— Selected text —
---*---

The non-conference season offered few answers except that the team was capable of competing … sometimes. The offense seemed to come naturally, thanks to three outstanding talents: the human mismatch, third-year Matt Corning; the two-way playmaker, second-year Jake Pancratz; and the do-it-all, do-it-anywhere fourth-year Nate Hainje.
But good teams showed that the trio could only do so much. The Maroons’ rebounding and defensive performances varied wildly—an issue both in their physicality and mentality—as did their results. There was promise, but the men weren’t going to be given anything. They had to earn their big wins.
As many of the team’s players will say, the 7–5 start to the season lowered their expectations, particularly the conference-opening, 26-point loss at Wash U.
So it required the team to look backward, rather than forward. Looking at the big picture, their chances of getting an at-large bid were slim. But there was a lesson to be learned from the 2006–2007 squad: how to compete in every game, whether the opponent is bigger or smaller, faster or stronger.
That team was unique in its backwardness. The undersized posts could shoot the three, and the oversized guards could post up. The particulars were different this season, but the general versatility was just as valuable.
Soon, third-year Adam Machones and second-year John Kinsella were just as foundational as the top three. Blocked by talented guards in the past, they were relied on to provide a combined 20 points and 10 boards by the end of the season. Fourth-year big man Tim Reynolds provided consistency in his first healthy season, taking the pressure off third-year Tom Watson and allowing him to play up to his size.
Each player, down the line, elevated his game to establish his new role. It was an earned identity individually and for the squad as a whole.
As the UAA beat up on each other, the men kept themselves in postseason range. They were never in danger of being out of the race, even as losses seemed to be confirmations that they were a second-tier team.
So it was only appropriate that the doubts would creep up again, in the opening minutes on Saturday. Wash U’s Troy Ruths seemed nearly unstoppable, and the Maroons couldn’t keep up. It showed just how mortal the Maroons are compared to some opponents.
But then the answer came in Machones, who slowed the onslaught and then hit the big shots to turn the game in Chicago’s favor. With every big play he made, one of his teammates would step up in turn. It was a microcosm of what has made the Maroons so great this season.
In many ways, the men’s team is opposite from the women’s. Instead of trying to achieve their limitless potential, they have been trying to surpass more modest capabilities. Rather than pound teams into the ground with a deep-but-complementary bench, the men have overwhelmed foes with a squad shallow in numbers but willing to share the burden.
Two different paths, both a little circuitous, yet both incredibly impressive.
Those of us who have watched recent tournament teams in basketball, soccer, and softball know how quickly the postseason can be pulled out from underneath a team. Both the men and the women face tough brackets on the road.
Nothing is guaranteed.
But perhaps that will play exactly into the Maroons’ hands.

---*---

— Provided material —

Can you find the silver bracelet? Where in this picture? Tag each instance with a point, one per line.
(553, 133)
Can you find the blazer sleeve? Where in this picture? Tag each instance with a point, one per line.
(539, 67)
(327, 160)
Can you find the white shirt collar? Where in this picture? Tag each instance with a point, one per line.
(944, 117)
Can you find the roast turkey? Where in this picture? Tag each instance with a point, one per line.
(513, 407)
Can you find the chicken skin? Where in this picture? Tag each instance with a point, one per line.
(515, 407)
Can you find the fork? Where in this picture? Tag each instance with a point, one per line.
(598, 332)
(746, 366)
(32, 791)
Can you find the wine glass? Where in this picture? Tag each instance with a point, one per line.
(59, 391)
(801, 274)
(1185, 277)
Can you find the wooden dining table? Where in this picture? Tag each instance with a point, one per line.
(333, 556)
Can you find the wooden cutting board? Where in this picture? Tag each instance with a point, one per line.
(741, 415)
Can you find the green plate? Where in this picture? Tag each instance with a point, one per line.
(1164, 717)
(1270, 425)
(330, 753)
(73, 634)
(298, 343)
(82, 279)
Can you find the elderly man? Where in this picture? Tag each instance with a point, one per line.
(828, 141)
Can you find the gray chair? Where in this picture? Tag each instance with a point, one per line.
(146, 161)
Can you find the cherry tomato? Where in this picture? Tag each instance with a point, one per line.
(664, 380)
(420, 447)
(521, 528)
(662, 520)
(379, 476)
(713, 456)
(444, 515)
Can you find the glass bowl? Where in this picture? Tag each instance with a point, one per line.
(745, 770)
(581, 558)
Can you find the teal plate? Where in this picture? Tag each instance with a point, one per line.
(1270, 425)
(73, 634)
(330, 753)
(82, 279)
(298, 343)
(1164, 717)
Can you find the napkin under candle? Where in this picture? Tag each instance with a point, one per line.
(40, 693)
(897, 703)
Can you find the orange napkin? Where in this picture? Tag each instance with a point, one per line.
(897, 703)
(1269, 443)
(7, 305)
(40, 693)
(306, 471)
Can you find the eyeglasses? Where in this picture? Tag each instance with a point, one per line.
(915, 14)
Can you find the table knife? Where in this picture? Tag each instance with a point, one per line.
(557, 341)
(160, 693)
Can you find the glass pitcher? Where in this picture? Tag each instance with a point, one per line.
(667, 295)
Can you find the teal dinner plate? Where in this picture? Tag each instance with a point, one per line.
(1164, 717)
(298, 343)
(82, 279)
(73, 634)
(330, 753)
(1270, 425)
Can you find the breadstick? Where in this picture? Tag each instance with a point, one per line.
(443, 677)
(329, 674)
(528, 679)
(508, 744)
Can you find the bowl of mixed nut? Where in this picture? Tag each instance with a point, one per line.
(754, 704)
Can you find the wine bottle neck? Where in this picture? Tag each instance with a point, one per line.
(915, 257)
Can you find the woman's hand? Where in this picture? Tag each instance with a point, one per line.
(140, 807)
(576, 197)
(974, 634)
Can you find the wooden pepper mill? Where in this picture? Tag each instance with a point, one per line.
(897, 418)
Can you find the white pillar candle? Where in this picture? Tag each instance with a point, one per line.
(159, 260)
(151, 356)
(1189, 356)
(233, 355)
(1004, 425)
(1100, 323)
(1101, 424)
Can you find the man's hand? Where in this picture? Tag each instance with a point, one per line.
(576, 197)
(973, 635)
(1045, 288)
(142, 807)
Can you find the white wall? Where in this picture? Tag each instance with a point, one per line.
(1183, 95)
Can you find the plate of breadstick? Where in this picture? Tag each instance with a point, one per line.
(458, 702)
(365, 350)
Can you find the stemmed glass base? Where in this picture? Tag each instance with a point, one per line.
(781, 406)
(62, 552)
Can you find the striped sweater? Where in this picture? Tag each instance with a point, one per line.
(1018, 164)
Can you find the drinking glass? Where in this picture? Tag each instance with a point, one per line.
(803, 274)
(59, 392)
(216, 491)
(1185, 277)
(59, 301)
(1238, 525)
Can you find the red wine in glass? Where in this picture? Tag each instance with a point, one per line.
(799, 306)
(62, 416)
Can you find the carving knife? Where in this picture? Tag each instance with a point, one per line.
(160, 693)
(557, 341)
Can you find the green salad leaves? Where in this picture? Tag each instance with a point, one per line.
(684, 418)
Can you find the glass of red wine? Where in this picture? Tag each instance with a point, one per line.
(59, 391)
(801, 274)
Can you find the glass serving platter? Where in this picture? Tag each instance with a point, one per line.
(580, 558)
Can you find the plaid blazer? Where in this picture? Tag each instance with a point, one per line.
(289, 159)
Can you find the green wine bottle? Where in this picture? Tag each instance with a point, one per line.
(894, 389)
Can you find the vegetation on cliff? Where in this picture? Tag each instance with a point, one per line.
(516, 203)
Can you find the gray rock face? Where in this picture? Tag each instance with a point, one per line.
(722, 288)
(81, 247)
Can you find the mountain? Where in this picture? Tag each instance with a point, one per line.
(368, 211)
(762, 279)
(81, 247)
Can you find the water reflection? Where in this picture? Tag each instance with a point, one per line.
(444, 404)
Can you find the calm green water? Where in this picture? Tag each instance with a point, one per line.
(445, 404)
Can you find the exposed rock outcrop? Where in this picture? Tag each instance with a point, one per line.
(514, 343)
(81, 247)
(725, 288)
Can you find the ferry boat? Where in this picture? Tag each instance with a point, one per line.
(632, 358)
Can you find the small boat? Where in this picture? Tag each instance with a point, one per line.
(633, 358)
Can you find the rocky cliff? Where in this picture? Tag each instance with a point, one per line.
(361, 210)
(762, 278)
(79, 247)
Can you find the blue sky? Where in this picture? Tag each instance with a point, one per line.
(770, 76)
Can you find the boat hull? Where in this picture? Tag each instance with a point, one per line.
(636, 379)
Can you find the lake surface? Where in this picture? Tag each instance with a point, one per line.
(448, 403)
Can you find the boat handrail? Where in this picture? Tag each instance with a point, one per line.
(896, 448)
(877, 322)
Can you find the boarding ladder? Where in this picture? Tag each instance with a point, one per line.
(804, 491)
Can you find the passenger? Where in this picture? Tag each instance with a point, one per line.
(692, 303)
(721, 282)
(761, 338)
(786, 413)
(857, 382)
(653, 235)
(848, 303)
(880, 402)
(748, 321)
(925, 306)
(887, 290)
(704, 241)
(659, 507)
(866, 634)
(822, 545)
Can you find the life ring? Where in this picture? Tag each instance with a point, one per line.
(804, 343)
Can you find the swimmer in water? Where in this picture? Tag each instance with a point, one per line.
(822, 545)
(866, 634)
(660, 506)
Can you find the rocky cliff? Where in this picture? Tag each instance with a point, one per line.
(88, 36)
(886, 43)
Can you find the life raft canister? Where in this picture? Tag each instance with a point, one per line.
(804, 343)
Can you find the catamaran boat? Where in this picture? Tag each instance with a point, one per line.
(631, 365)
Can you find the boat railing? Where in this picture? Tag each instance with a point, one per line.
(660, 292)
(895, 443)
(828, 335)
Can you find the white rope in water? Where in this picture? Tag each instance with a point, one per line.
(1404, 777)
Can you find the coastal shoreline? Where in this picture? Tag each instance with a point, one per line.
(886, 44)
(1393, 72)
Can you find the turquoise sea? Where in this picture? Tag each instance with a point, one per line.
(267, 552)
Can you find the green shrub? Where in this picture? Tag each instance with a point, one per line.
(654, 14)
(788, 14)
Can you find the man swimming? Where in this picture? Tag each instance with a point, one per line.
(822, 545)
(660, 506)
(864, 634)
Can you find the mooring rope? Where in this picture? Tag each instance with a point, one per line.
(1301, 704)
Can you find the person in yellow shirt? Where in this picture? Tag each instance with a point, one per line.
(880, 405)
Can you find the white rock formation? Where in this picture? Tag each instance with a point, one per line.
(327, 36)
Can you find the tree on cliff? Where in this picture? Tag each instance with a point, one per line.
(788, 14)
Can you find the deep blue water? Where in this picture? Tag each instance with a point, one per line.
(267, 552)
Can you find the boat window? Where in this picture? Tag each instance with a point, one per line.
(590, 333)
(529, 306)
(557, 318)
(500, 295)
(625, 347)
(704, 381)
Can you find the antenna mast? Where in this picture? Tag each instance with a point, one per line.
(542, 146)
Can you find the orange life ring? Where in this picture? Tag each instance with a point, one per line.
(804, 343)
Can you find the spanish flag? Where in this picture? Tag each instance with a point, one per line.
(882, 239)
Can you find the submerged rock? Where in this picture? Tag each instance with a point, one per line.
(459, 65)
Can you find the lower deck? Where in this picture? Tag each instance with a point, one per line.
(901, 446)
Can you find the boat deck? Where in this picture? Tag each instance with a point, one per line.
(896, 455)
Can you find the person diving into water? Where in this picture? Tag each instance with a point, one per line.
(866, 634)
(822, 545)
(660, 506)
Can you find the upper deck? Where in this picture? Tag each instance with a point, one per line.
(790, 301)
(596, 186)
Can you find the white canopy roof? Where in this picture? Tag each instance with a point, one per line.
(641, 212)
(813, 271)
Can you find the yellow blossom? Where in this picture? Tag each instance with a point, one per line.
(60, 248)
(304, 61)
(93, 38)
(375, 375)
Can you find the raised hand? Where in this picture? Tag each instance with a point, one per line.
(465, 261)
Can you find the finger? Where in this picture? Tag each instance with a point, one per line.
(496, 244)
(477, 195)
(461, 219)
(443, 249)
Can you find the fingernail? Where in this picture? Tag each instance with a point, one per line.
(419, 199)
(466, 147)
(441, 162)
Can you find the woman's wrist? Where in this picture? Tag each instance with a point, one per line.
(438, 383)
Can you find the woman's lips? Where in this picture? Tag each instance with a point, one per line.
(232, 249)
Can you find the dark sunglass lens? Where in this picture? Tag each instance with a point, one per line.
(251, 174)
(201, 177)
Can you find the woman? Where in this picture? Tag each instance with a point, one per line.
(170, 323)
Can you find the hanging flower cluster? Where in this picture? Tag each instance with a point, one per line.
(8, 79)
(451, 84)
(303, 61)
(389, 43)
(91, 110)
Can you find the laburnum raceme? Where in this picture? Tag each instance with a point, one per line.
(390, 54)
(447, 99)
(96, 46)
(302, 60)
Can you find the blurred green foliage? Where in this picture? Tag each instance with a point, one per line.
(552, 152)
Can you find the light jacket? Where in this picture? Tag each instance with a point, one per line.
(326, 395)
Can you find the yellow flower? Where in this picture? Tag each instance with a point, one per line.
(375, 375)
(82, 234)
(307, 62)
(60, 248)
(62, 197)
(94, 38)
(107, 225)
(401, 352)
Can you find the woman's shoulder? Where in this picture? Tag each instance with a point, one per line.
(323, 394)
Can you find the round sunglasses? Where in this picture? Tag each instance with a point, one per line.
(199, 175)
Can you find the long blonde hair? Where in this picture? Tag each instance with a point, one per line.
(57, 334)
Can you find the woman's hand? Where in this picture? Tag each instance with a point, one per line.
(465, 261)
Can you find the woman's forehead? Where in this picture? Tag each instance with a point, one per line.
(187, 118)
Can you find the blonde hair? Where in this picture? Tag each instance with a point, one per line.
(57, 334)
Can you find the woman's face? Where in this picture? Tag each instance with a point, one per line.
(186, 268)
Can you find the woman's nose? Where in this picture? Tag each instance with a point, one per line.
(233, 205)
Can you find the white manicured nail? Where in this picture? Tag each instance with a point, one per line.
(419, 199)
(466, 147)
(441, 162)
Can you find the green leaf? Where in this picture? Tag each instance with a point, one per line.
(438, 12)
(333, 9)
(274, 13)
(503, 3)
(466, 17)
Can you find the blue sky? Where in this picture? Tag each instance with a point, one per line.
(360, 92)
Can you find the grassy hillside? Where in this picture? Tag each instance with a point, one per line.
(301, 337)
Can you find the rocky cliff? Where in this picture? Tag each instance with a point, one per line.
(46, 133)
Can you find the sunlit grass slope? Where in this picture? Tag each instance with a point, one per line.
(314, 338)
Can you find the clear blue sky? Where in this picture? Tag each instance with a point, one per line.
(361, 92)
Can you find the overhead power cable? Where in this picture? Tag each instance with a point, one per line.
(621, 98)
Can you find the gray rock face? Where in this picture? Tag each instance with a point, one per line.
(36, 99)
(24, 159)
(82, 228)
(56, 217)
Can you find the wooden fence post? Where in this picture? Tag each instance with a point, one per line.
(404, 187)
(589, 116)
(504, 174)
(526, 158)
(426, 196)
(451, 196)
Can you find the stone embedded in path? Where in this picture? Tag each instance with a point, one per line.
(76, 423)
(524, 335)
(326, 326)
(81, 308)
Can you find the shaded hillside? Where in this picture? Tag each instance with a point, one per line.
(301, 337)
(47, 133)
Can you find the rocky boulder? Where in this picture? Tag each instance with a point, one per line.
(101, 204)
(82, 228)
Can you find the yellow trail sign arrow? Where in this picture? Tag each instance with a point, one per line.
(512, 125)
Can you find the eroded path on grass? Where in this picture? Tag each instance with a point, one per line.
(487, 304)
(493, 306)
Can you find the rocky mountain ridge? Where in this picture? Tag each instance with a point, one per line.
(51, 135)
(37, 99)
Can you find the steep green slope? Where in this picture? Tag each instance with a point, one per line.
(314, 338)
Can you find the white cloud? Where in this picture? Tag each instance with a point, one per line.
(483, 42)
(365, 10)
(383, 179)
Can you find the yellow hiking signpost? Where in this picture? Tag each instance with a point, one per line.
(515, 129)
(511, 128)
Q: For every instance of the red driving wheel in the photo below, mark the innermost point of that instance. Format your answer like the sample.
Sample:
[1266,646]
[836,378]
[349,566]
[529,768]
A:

---*---

— Required actions —
**a.** Do these statements agree with the basketball column? Answer yes or no for each, quoting the deciding words. (i) The team began the season 7–5. (ii) The conference-opening loss at Wash U was by 16 points. (iii) Tim Reynolds is a fourth-year big man.
**b.** In the basketball column, which player slowed the onslaught in Saturday's game and then hit the big shots that turned it in Chicago's favor?

— Expected responses —
**a.**
(i) Yes: "the 7–5 start to the season"
(ii) No: "the conference-opening, 26-point loss at Wash U"
(iii) Yes: "Fourth-year big man Tim Reynolds"

**b.** Third-year Adam Machones.